═════ Tekst do przeczytania
Ok. 300 osób manifestowało w sobotę w Stambule przeciw rosyjskim bombardowaniom w prowincji Idlib na północnym zachodzie Syrii. Na ulicę w pobliżu rosyjskiego konsulatu wyszli wspólnie Turcy i mieszkający w Turcji Syryjczycy - poinformowała agencja AFP.

"Putin zabójca" - skandowali demonstranci. Na transparentach widniały m.in. hasła: "Rosja zabija nasz lud i nasze dzieci, a świat nic nie robi" oraz "Ponad 30 tysięcy dzieci zabitych przez Rosję i reżim (syryjskiego prezydenta Baszara) el-Asada".
══════════
**Polecenie A:** Ile osób manifestowało w Stambule według tekstu o demonstracji w Stambule?
**Polecenie B:** Kontynuuj tekst o demonstracji w Stambule, zaczynając po jego ostatnim zdaniu.
═════ Fragment zbioru danych
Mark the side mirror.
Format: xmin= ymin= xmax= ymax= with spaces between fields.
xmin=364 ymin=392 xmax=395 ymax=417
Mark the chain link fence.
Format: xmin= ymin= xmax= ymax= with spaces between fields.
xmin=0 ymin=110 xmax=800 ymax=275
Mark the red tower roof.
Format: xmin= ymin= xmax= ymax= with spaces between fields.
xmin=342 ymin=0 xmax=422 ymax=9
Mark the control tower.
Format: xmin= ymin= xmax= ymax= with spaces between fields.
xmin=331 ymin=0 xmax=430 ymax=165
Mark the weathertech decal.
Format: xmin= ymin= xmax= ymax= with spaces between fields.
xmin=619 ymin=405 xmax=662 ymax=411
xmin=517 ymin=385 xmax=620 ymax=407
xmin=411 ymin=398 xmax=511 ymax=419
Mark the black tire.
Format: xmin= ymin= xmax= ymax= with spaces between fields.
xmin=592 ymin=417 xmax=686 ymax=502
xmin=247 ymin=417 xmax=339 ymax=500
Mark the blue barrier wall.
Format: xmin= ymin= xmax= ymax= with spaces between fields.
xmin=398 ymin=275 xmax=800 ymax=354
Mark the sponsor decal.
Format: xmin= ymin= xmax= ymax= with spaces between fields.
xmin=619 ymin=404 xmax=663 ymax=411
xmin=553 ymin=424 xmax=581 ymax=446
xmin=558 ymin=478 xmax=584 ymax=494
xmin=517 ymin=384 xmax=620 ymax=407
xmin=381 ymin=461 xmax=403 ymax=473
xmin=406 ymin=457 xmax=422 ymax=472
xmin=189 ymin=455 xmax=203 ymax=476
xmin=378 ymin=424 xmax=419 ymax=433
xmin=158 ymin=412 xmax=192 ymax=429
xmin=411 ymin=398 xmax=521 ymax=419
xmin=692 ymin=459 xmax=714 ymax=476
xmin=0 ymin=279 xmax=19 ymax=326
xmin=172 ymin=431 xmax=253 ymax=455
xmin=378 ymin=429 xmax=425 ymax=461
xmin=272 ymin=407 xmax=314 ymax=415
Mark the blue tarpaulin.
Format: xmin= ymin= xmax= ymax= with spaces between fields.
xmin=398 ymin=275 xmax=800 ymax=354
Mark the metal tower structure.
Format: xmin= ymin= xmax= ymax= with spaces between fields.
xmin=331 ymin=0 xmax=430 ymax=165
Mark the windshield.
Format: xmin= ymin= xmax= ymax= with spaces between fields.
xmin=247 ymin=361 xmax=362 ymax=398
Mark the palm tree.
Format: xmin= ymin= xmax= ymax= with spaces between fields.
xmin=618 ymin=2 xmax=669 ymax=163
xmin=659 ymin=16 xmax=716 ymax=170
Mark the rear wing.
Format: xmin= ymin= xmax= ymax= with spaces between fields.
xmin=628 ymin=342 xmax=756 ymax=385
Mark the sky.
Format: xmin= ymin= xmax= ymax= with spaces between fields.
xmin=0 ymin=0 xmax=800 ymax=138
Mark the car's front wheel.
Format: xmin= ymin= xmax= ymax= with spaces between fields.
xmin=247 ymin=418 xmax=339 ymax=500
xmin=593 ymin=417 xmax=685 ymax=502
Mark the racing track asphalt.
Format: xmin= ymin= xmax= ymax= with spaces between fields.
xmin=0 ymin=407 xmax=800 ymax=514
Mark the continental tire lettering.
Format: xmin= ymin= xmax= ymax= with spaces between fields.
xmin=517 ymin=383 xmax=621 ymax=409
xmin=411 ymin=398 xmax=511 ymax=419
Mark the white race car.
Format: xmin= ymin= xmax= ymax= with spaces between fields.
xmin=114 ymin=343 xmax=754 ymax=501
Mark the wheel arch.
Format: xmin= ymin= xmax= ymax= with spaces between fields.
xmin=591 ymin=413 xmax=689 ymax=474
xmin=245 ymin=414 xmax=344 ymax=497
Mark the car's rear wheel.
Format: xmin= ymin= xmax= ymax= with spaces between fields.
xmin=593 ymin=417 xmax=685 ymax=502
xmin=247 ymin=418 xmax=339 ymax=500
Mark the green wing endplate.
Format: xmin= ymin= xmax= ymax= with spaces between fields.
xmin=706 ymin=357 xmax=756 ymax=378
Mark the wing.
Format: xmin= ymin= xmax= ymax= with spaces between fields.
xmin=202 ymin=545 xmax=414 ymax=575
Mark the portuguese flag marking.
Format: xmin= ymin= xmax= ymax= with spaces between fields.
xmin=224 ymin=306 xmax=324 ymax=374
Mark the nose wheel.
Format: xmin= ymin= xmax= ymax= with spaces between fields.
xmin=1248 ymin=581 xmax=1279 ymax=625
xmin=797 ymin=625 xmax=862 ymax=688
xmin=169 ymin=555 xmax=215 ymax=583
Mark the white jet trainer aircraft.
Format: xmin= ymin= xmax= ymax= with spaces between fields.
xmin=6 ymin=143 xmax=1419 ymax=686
══════════
**Oczekiwana odpowiedź A:** Około 300 osób.

**Oczekiwana odpowiedź B:**
AFP przypomina, że od połowy grudnia prorządowe siły syryjskie i wojska sojuszniczej Rosji zintensyfikowały zbrojną ofensywę w północno-zachodniej Syrii, co doprowadziło do przesiedlenia ponad 235 tysięcy osób w ciągu dwóch tygodni. Rosyjskie naloty spowodowały śmierć wielu cywilów.

"Nie jesteśmy terrorystami, jesteśmy ludźmi - cytuje francuska agencja słowa jednego z syryjskich protestujących, 24-letniego Ahmeda. - Czego Rosja od nas oczekuje? Przecież giną niewinni ludzie - nasze dzieci, nasze żony".

W Turcji mieszka około 5 mln uchodźców, w tym 3,7 miliona Syryjczyków. (PAP)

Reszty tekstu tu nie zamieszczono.